▶ _EXTRACTED DATA_

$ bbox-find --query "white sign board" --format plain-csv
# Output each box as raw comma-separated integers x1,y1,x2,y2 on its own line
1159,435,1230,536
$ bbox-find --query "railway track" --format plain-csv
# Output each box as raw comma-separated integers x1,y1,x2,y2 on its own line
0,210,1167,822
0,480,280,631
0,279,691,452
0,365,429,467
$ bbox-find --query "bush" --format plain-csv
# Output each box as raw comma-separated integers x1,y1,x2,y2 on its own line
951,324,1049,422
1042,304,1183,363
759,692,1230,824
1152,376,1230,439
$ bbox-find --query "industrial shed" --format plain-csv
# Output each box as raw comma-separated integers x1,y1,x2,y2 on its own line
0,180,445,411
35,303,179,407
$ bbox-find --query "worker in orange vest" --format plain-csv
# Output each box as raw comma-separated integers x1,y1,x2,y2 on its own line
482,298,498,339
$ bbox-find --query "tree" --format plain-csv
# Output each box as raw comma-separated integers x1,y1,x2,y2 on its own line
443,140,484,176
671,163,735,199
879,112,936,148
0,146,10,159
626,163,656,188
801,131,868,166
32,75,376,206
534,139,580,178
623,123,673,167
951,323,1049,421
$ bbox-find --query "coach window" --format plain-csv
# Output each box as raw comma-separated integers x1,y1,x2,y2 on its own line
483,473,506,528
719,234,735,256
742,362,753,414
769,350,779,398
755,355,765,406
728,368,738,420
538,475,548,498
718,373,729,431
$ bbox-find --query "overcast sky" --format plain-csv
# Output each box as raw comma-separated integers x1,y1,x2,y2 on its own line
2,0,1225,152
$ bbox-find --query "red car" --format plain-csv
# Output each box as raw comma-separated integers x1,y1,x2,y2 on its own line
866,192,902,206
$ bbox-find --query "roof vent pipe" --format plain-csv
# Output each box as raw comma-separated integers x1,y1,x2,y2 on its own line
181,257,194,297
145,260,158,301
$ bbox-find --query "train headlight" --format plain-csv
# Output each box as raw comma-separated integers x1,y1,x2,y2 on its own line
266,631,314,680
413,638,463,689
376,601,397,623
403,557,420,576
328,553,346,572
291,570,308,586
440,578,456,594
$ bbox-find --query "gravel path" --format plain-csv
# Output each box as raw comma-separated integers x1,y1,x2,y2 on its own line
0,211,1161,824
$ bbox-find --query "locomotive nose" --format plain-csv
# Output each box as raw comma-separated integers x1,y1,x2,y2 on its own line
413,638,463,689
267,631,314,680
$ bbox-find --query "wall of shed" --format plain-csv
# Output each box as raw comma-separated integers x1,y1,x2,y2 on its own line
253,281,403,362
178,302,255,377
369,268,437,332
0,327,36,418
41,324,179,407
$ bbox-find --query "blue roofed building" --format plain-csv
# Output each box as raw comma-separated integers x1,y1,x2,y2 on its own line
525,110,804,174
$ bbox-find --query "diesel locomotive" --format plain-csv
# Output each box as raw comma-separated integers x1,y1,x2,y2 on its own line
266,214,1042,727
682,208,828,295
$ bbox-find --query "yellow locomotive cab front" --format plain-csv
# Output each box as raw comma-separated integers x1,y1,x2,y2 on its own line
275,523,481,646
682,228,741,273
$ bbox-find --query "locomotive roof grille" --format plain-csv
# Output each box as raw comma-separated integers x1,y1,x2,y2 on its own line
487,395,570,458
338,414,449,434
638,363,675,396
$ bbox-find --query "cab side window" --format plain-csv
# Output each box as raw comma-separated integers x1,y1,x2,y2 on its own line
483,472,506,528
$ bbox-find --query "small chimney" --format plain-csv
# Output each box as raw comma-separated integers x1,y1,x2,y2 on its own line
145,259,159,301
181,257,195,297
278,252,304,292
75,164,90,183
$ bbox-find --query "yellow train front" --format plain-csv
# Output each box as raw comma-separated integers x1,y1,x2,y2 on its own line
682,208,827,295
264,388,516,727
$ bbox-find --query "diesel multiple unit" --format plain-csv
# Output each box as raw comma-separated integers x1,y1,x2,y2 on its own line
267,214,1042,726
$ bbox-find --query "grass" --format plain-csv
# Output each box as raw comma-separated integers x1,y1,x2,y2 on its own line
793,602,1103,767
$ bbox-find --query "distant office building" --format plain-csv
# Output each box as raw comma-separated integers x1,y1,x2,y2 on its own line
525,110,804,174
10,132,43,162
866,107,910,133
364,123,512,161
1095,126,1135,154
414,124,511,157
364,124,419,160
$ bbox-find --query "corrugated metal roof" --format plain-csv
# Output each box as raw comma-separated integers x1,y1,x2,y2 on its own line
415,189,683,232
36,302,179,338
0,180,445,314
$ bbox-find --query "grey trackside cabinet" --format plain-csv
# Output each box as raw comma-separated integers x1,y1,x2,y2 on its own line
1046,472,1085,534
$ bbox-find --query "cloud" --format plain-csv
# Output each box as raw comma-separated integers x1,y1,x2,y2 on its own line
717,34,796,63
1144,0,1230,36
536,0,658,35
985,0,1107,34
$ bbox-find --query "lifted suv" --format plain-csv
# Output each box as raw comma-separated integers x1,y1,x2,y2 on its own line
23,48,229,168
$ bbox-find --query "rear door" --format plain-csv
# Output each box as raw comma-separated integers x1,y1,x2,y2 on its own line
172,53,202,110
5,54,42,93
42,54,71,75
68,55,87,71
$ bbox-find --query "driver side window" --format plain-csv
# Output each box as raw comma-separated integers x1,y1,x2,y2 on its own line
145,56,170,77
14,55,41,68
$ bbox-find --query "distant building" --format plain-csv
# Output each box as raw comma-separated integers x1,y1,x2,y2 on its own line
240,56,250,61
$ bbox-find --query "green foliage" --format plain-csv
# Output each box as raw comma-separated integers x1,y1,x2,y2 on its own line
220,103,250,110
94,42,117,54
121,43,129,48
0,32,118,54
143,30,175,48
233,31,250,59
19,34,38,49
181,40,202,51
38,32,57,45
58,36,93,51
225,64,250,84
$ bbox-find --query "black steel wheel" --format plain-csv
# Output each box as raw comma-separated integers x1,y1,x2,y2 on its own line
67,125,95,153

▶ _TASK INSTRUCTIONS_
Show all lines above holding "building".

▶ _TASK RESPONSE_
$ bbox-find --query "blue roofed building" --format plain-csv
$ bbox-find --query "distant office building" --format plain-csv
$ bbox-find --query "distant building" --format plain-csv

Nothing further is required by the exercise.